__STATED EXERCISE__
Copy the data below with every "pin" replaced by "marker" and nothing else changed. Leave the pictures out.

__INPUT DATA__
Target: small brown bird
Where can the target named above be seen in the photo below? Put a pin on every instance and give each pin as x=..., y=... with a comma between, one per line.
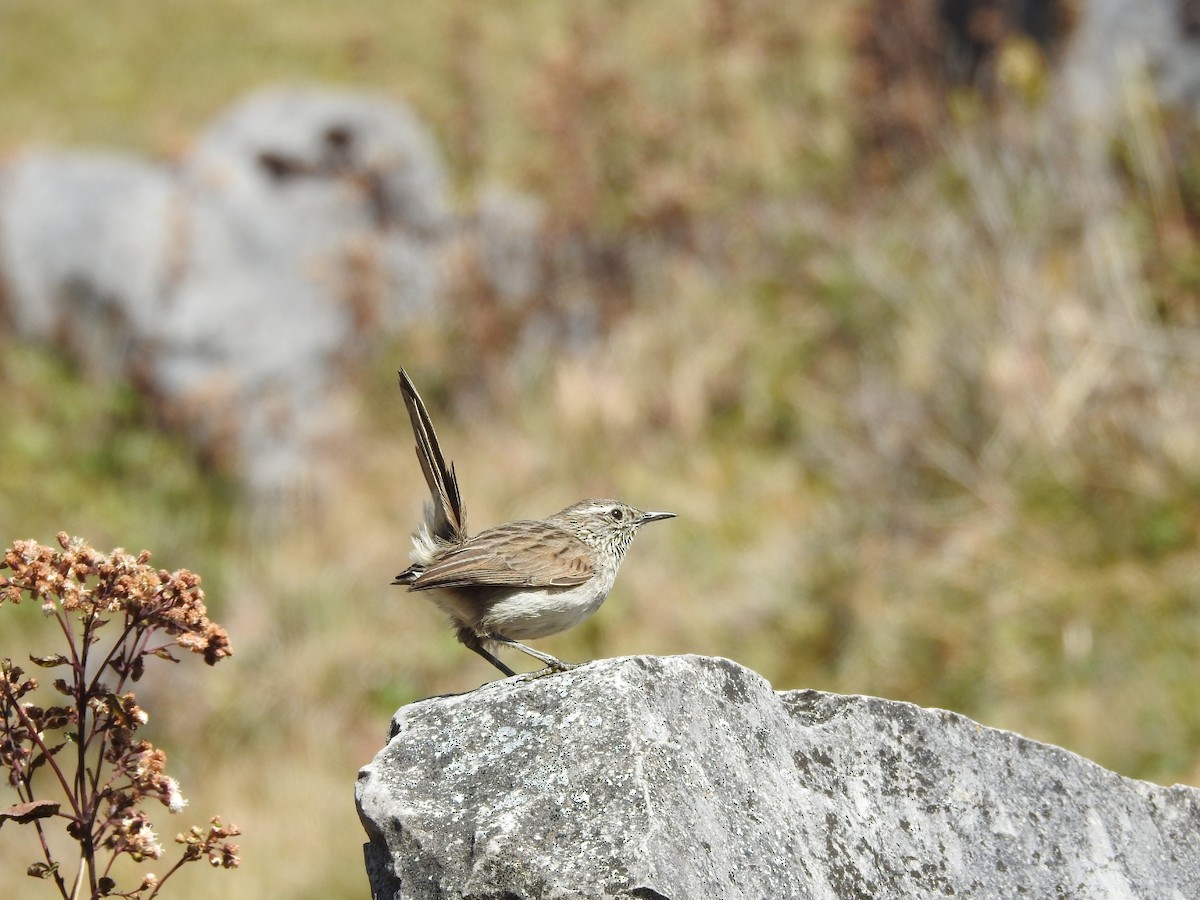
x=521, y=580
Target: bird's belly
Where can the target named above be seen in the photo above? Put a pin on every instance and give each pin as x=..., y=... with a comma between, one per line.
x=539, y=612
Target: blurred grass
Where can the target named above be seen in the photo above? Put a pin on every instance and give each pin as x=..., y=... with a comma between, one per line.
x=931, y=439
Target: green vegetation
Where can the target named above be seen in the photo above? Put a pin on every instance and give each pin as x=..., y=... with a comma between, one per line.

__ANSWER FOR THIS EXERCISE__
Target: small brown bird
Where can the target named above be seen in the photo below? Put a marker on every instance and give each marker as x=..., y=... with a comma between, one per line.
x=521, y=580
Target: bird's belly
Where can the target named above be seen in the photo above? Put a marker on every instance and give each marker as x=..., y=... with a comma between, one per line.
x=539, y=612
Target: blurred grass
Where can the target named above be seen in the photo above? Put a marker on every instance and give each marker as x=..., y=... with a comma between, one per line.
x=931, y=439
Target: green vegetation
Where can the target named above be seen in the photo above? Put a marker on every instance and give each marker as x=..., y=... with a comma between, one per line.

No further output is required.